-- START OF Selected extract --
Elected as Vice President of Corporate Incoming Exchange, Emad shares that “AIESEC exposed me to a really wide world; aside from the people inside of Egypt, I also got to know members from locations across the globe – like Brazil, Mexico, and Colombia – and connect them with exchange opportunities in Egypt. Now, everywhere I go, I know people I’ve connected with through AIESEC. At an AIESEC conference in Morocco a few years ago, I was interacting with people of 30 - 40 different nationalities from across the globe.”
Now THIS is how you introduce your team.
Full of wanderlust and determined to volunteer abroad, Samia Eldeeb found the perfect fit when AIESEC AAST sent her off to the internship she wanted in Austria. “Travelling alone as a girl and adjusting to living alone in a foreign country requires learning to depend on yourself, which really made me a braver and more courageous person,” Eldeeb says of her exchange experience. “Aside from having to speak English for a full two months, which helped improve my language skills, I’ve also met people from over 20 different countries. It really teaches you to accept people who are unlike you, regardless of differences in religion or culture.”
Intrigued by Eldeeb's experience, and always on the hunt for a little misadventure, I went out in search of some crazy exchange stories in the AIESEC world. From using hand gestures to communicate with a Chinese exchange student who spoke no Arabic, English, or French, to an American exchange student arriving just before the January 25th revolution and having her quaint dinner interrupted with news of fires and attacks, I thought I’d had my share of laughs – that is, until I met Mohamed Abu Gabal, who had originally joined AIESEC so he could travel.
A confident 21-year-old, convinced that his English skills made him invincible abroad, Abu Gabal ended up at the Kiev (Ukraine) airport in search of a train to get to his destination, only to realise that no one spoke English. “After discovering that the two languages I knew were useless, I stood outside the airport, leaned on the luggage trolley, and started singing Umm Kalthoum and Abdel Halim songs, hoping that someone passing by would understand and help me out,” Abu Gabal recalls. “I only got weird looks. Then I finally found a taxi driver who spoke some English and who agreed to take me to a hotel to spend the night.” Commenting that this exchange was the most profound experience he’s had in his life, Abu Gabal continues his story: “The next day I got in touch with a Ukrainian girl I had met on the flight, and she and her family helped me get tickets to Mariupol and even showed me around Kiev; honestly, their generosity was endless, and it was one of those marks in life that one would never forget!”
-- END OF Selected extract --
--- Directive 1 ---
Answer these questions about the AIESEC exchange text:
(a) To what position was Emad elected?
(b) In which country was Samia Eldeeb's internship?
(c) At which city's airport did Mohamed Abu Gabal find that no one spoke English?
--- Directive 2 ---
Put the stretch of the records from the line containing "Where can you see the bed" through the end of the records into a JSON list of strings, one string per line, leaving out blank lines.
The AIESEC exchange text and the records are separate material.
-- START OF Given data --
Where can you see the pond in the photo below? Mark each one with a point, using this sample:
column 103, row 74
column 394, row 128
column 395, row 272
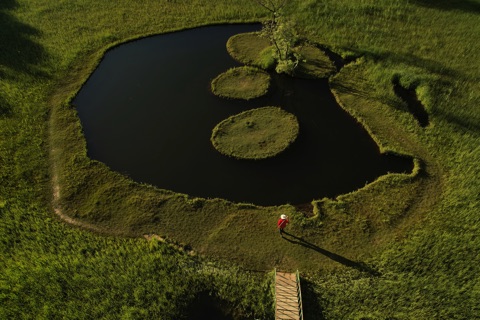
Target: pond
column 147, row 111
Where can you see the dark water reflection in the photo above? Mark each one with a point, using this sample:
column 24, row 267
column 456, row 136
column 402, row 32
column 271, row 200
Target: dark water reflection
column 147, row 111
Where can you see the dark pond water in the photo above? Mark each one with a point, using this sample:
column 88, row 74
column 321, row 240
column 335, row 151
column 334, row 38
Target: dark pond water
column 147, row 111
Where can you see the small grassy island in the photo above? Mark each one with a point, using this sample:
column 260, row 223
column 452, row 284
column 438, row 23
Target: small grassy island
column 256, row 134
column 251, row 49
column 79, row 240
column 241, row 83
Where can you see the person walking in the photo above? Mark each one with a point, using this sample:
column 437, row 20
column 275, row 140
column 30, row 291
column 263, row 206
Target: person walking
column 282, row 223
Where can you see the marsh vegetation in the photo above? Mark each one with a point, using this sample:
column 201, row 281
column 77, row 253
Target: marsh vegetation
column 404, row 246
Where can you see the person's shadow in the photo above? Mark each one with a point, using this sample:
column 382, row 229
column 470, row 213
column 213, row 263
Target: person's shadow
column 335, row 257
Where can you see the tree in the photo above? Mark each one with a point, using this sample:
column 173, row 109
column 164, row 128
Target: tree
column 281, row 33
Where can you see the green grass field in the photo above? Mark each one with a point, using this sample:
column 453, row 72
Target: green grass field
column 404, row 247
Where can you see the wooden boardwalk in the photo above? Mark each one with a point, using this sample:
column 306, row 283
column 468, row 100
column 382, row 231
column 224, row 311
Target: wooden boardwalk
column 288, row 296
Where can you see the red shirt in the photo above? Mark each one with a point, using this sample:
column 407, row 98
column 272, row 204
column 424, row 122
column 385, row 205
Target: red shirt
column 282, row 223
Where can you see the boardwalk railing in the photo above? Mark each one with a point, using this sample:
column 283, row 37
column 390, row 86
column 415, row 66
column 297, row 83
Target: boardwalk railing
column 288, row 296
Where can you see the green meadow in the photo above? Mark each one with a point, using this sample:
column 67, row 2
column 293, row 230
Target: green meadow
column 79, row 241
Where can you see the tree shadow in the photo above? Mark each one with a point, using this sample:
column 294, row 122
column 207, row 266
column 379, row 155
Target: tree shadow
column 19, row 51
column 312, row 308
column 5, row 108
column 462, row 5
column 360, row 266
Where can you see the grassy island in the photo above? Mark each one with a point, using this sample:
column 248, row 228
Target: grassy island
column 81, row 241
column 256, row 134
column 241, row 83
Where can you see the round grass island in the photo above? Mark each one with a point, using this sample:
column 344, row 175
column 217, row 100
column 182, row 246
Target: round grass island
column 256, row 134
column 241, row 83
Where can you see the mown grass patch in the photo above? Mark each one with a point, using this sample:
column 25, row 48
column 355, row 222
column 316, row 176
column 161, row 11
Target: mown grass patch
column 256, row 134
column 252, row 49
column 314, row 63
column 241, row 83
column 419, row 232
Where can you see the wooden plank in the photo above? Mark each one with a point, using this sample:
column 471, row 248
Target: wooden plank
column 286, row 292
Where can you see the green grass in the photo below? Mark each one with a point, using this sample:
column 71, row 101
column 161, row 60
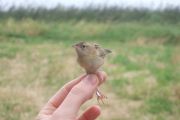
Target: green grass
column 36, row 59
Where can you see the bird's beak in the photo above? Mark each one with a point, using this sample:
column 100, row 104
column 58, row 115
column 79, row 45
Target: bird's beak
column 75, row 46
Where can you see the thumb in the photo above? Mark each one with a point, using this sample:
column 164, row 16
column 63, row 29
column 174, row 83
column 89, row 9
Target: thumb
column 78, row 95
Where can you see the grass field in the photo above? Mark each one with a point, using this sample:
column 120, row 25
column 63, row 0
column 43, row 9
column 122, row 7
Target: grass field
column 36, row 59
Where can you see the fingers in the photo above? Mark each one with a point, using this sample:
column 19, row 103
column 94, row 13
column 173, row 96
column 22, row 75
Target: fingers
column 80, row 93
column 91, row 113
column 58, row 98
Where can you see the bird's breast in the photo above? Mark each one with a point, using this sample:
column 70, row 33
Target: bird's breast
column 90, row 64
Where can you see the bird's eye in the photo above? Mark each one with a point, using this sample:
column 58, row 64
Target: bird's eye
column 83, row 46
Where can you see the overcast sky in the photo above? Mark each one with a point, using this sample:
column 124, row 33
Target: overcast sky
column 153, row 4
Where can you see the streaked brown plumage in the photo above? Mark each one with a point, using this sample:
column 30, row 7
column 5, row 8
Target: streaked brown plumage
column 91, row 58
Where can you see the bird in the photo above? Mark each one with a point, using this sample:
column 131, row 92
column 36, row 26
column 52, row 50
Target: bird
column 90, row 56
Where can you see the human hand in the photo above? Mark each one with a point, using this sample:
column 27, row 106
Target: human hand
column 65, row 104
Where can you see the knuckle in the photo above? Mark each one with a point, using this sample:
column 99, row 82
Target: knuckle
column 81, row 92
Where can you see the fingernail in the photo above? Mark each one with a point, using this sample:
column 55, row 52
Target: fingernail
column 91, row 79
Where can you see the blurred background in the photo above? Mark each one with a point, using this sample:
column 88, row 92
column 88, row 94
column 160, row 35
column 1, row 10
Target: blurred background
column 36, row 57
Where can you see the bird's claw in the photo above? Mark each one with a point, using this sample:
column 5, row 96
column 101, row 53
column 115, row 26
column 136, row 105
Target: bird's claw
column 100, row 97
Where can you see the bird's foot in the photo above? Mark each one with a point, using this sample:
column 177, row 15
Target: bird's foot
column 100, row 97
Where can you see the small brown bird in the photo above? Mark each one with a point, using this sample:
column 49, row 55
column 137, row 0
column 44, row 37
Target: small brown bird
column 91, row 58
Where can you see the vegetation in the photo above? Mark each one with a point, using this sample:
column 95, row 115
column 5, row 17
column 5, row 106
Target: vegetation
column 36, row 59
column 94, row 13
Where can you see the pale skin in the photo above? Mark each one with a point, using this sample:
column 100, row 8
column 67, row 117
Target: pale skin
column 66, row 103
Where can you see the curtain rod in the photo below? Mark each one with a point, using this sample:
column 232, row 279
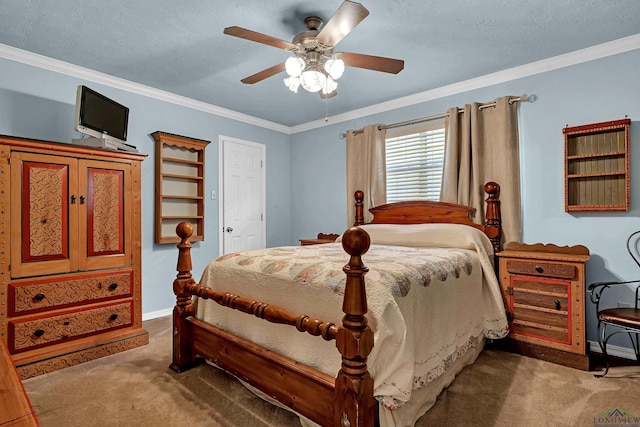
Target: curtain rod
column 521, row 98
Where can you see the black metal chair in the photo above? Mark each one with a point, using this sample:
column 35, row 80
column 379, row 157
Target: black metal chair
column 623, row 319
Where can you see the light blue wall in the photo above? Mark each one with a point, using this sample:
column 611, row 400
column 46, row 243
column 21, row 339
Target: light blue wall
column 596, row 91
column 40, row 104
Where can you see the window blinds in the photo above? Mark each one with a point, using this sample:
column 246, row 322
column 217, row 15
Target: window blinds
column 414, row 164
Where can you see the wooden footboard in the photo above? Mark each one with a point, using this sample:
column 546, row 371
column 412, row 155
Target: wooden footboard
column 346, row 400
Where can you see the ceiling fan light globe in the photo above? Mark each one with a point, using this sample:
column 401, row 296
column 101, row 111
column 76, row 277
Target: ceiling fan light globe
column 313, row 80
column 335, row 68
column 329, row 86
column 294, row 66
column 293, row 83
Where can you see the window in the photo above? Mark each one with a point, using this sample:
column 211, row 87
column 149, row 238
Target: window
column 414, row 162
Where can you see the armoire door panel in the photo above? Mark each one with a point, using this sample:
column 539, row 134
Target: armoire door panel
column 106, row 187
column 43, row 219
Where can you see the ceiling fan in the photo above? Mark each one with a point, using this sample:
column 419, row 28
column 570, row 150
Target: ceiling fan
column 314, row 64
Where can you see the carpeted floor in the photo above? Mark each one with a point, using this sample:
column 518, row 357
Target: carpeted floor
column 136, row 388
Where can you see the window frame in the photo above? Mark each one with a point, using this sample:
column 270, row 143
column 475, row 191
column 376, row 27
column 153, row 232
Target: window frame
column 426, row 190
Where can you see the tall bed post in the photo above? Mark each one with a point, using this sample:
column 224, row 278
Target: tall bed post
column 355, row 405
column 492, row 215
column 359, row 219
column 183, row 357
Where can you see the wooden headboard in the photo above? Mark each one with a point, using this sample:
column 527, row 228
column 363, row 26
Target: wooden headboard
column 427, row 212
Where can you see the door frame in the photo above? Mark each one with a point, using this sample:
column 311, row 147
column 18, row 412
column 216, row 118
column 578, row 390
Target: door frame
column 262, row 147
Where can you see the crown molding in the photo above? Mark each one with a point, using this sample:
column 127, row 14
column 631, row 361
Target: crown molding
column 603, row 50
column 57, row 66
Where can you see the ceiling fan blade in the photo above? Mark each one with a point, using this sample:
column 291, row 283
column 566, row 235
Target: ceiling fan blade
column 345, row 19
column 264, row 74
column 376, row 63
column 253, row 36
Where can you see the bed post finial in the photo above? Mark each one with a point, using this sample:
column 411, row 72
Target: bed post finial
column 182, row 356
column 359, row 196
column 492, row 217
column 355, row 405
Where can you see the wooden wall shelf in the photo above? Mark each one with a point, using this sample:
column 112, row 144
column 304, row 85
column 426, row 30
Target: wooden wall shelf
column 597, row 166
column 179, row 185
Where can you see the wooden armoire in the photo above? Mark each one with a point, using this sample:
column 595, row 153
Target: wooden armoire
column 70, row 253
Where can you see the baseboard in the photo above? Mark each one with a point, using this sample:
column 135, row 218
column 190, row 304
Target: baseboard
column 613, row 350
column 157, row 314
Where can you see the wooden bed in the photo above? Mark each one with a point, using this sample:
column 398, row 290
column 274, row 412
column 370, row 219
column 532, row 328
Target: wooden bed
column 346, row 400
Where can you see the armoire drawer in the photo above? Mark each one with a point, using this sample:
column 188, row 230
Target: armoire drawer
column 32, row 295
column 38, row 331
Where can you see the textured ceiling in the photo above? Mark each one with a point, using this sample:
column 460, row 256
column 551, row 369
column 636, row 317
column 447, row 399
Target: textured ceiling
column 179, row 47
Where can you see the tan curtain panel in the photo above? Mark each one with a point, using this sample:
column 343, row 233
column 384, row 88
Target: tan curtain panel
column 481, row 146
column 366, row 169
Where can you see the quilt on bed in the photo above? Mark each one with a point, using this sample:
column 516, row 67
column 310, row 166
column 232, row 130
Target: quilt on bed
-- END OF Given data --
--- Solution 1 ---
(a) Vice President of Corporate Incoming Exchange
(b) Austria
(c) Kiev

--- Solution 2 ---
[
  "Where can you see the bed post finial in the photo above? Mark each one with a point, using this sample:",
  "column 411, row 72",
  "Target: bed post finial",
  "column 182, row 356",
  "column 359, row 196",
  "column 492, row 217",
  "column 355, row 405",
  "Where can you see the wooden wall shelf in the photo above? Mark each one with a point, using this sample:",
  "column 112, row 144",
  "column 304, row 85",
  "column 426, row 30",
  "Target: wooden wall shelf",
  "column 597, row 166",
  "column 179, row 185",
  "Where can you see the wooden armoire in the photo above? Mark each one with a point, using this sample:",
  "column 595, row 153",
  "Target: wooden armoire",
  "column 70, row 253",
  "Where can you see the baseboard in the photo above? Mark each one with a point, using this sample:",
  "column 135, row 218",
  "column 190, row 304",
  "Target: baseboard",
  "column 613, row 350",
  "column 157, row 314",
  "Where can you see the wooden bed in the photo above? Mark each one with a point, using this sample:",
  "column 398, row 290",
  "column 274, row 412",
  "column 370, row 219",
  "column 532, row 328",
  "Target: wooden bed",
  "column 346, row 400",
  "Where can you see the armoire drawer in the photo above? Mark each one with a point, using this sample:",
  "column 188, row 230",
  "Target: armoire drawer",
  "column 32, row 295",
  "column 38, row 331",
  "Where can you see the textured ceiling in the photo above? Mark each one with a point, using this sample:",
  "column 460, row 256",
  "column 551, row 369",
  "column 636, row 317",
  "column 447, row 399",
  "Target: textured ceiling",
  "column 179, row 47",
  "Where can you see the tan curtain panel in the photo above? Mark each one with a point, using this sample:",
  "column 343, row 233",
  "column 384, row 88",
  "Target: tan curtain panel",
  "column 481, row 146",
  "column 366, row 169",
  "Where can you see the quilt on bed in the photo above? Mark each one with a point, using this sample:",
  "column 516, row 67",
  "column 310, row 166",
  "column 232, row 130",
  "Target: quilt on bed"
]